- _To do_
Filter the records below, copying out each line containing the string "that". Matching is case-sensitive.
»»
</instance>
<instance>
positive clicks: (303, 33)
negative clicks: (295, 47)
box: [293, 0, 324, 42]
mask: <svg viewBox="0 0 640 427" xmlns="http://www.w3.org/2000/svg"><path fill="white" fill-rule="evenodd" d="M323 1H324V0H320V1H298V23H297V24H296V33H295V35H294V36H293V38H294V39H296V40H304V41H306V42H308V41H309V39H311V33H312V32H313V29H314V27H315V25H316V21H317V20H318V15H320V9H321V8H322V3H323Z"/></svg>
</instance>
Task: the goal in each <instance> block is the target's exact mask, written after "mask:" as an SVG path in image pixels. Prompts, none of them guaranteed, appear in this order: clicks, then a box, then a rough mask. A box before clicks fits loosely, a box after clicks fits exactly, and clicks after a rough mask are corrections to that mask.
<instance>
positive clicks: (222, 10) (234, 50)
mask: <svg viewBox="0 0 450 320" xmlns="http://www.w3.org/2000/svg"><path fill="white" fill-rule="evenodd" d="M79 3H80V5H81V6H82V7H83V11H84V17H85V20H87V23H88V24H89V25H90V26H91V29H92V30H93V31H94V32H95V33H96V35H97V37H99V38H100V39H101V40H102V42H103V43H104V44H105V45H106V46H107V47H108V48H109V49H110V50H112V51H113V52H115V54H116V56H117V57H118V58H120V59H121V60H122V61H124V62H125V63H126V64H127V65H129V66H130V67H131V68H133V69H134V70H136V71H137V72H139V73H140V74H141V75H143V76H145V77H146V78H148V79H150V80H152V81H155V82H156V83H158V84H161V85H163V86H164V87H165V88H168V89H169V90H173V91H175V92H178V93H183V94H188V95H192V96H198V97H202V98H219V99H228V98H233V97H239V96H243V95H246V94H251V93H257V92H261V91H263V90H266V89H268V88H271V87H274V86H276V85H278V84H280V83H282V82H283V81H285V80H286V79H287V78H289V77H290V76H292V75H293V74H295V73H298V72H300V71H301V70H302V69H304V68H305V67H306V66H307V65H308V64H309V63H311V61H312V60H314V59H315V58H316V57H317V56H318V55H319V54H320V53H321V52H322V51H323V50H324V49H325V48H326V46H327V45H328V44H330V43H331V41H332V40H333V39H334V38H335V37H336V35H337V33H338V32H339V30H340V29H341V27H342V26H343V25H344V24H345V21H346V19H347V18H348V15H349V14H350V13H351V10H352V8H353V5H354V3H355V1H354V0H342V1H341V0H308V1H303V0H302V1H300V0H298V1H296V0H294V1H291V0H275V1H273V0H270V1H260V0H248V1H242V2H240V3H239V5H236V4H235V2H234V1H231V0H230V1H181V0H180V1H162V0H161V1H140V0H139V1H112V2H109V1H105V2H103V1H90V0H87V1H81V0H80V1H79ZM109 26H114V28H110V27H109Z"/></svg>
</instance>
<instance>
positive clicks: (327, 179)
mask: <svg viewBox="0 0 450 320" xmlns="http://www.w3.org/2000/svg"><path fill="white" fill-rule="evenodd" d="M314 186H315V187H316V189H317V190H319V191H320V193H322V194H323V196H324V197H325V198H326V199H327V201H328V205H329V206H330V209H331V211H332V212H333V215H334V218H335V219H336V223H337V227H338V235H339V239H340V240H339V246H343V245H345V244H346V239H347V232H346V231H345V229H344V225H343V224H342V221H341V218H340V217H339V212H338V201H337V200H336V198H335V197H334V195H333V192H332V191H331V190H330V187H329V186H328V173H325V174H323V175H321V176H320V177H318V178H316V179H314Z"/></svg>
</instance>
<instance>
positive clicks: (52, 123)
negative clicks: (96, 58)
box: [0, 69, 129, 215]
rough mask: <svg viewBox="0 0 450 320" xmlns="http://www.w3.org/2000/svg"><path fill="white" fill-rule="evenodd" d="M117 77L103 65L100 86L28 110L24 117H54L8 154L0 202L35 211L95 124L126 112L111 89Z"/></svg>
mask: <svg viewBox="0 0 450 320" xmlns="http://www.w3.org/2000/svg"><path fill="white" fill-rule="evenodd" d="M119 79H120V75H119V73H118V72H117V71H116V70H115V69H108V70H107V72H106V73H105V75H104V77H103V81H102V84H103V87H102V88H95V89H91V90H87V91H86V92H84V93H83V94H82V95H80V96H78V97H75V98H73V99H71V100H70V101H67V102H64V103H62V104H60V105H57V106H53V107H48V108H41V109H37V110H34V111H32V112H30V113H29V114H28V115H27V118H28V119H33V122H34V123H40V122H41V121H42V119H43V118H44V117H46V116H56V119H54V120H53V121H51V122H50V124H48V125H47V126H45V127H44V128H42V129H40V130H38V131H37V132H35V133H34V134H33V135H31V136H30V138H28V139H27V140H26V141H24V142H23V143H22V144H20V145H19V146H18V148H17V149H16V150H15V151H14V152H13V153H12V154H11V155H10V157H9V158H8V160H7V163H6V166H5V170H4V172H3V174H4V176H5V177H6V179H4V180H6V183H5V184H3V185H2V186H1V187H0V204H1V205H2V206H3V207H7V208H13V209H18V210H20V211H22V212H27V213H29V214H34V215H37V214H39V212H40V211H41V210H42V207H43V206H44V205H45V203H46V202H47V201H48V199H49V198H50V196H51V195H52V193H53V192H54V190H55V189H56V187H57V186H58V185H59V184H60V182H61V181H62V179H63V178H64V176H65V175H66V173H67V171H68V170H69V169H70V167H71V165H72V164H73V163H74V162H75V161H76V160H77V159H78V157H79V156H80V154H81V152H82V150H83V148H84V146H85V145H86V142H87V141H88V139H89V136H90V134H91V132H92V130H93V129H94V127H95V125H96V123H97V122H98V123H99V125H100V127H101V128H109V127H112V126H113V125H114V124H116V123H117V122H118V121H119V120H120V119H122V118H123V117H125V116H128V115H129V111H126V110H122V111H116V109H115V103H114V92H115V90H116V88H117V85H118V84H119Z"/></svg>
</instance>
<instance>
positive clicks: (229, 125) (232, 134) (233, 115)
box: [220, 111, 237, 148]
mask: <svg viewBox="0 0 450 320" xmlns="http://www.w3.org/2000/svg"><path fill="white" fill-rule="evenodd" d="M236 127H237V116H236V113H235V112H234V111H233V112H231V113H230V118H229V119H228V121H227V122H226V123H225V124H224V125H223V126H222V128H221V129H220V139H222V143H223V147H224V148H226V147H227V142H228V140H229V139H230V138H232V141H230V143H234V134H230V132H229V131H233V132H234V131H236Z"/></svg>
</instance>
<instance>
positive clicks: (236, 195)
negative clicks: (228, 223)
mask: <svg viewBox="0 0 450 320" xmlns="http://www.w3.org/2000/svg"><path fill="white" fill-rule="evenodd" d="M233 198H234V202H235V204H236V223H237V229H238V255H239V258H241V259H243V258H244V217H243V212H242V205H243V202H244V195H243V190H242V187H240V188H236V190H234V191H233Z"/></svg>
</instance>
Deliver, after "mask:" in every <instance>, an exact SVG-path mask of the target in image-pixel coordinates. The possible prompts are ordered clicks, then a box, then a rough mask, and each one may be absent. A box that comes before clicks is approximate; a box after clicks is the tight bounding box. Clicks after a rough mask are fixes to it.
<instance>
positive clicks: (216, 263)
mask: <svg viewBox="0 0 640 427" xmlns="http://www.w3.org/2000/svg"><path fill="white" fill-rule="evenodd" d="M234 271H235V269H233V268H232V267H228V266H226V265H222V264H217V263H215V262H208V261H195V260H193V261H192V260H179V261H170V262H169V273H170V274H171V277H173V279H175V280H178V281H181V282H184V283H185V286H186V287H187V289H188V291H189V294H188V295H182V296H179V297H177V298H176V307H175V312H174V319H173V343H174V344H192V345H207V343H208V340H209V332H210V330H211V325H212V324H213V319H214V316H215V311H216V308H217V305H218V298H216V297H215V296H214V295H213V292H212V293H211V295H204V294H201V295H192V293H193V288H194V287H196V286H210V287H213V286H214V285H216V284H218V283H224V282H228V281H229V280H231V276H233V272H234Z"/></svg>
««
- _Exercise answer_
Task: the goal in each <instance> block is the target's exact mask, written after "mask:" as an SVG path in image pixels. Prompts, none of them guaranteed, appear in this order: clicks, then a box, then a rough mask. A box before clicks fits loosely, a box after clicks fits exactly, and clicks after a rough mask are corrections to that mask.
Deliver, after "mask:" in every <instance>, an exact SVG-path mask of the target in image-pixel coordinates. The possible prompts are ordered clicks, then a box, then a rough mask, and each one may be absent. A box that comes before clicks is approximate; a box after clicks is the tight bounding box. Clicks after a rough mask are fixes to it.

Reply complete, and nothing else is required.